# Passage start

Media Effects Research Lab - Research Archive

AR for news Exploring its impact on emotions, perceived understandability, content credibility and sharing intention among news readers

Student Researcher(s)

Zicheng Cheng (Ph.D Candidate); Zheng Cui (Masters Candidate); Sahiti Kunchay ( Candidate)

Faculty Supervisor

Dr. S. Shyam Sundar

This paper was based on a project as part of the COMM 506 course.

INTRODUCTION


Immersive journalism has been under discussion these days. Different from the traditional textual or video news, immersive news can provide a first-person experience of the news story. While previous studies have investigated the effects of 360 degrees video and VR news, we are interested to find out if AR news can induce the similar emotion and cognition effects.


RESEARCH QUESTION / HYPOTHESES

 

H1: When AR technology is added to immersive news, it will elicit a higher level of presence compared to immersive news.

# Passage end

• _Directives_:
- a) For which course was the project behind the paper in the research archive entry carried out?
- b) Reproduce the research archive entry starting at "Zicheng Cheng (Ph.D" and ending at "COMM 506 course.", switching "project" to "study".

# Material shown start

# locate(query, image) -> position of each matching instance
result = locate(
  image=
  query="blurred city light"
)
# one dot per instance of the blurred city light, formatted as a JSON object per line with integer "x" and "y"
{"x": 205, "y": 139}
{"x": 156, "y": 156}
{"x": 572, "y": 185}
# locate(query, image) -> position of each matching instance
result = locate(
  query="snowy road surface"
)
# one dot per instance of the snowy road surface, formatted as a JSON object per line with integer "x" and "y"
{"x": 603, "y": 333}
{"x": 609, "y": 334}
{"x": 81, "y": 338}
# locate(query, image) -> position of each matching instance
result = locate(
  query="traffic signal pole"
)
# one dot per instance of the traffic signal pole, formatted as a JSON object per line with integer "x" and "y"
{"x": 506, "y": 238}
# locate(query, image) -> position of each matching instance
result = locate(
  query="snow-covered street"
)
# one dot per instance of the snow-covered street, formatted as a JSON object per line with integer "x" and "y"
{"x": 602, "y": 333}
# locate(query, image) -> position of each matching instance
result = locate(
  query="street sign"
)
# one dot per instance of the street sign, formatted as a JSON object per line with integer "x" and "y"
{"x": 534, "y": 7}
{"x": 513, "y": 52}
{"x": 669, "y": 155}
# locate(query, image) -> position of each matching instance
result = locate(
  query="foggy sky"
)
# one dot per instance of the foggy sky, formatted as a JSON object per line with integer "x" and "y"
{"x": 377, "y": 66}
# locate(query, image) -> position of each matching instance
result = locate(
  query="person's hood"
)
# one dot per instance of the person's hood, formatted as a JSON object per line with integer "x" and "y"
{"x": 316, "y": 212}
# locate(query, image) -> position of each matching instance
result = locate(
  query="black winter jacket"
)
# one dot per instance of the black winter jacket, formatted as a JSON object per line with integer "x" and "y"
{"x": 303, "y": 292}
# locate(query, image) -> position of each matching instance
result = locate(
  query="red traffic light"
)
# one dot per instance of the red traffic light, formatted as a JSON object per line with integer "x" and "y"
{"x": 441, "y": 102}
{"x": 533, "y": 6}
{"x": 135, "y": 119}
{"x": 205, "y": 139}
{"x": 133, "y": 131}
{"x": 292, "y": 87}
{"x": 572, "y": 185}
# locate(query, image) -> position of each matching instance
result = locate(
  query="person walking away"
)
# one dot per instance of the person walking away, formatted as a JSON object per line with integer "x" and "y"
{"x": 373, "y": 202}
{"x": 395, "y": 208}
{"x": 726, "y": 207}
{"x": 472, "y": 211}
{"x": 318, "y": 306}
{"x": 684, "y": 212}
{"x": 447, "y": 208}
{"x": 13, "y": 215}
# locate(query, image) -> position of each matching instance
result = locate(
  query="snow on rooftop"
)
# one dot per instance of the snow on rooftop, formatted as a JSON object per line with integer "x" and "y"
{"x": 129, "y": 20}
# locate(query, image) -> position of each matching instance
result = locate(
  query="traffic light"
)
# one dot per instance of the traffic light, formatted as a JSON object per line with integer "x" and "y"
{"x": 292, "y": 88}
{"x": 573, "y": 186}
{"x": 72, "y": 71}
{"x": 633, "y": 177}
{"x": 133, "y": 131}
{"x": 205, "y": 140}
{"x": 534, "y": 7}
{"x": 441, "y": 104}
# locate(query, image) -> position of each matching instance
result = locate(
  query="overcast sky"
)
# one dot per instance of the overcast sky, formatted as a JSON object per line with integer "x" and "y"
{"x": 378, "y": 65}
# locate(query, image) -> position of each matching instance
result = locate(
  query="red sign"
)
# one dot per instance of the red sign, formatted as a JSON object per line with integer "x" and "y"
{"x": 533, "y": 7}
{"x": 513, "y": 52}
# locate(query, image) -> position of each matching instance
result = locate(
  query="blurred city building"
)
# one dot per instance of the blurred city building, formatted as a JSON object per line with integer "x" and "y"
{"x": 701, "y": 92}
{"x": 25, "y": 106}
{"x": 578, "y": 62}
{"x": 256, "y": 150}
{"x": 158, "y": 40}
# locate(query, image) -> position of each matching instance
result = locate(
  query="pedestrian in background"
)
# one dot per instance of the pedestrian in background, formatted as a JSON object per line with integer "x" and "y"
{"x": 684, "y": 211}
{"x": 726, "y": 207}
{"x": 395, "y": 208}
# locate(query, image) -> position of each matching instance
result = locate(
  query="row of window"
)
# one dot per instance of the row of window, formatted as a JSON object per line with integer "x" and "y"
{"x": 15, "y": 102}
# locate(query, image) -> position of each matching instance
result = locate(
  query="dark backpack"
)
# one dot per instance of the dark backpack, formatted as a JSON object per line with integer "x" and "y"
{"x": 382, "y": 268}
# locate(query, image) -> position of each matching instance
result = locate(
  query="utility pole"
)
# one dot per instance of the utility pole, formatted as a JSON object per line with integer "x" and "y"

# Material shown end

• _Exercise solutions_:
- a) COMM 506

- b)
Zicheng Cheng (Ph.D Candidate); Zheng Cui (Masters Candidate); Sahiti Kunchay ( Candidate)

Faculty Supervisor

Dr. S. Shyam Sundar

This paper was based on a study as part of the COMM 506 course.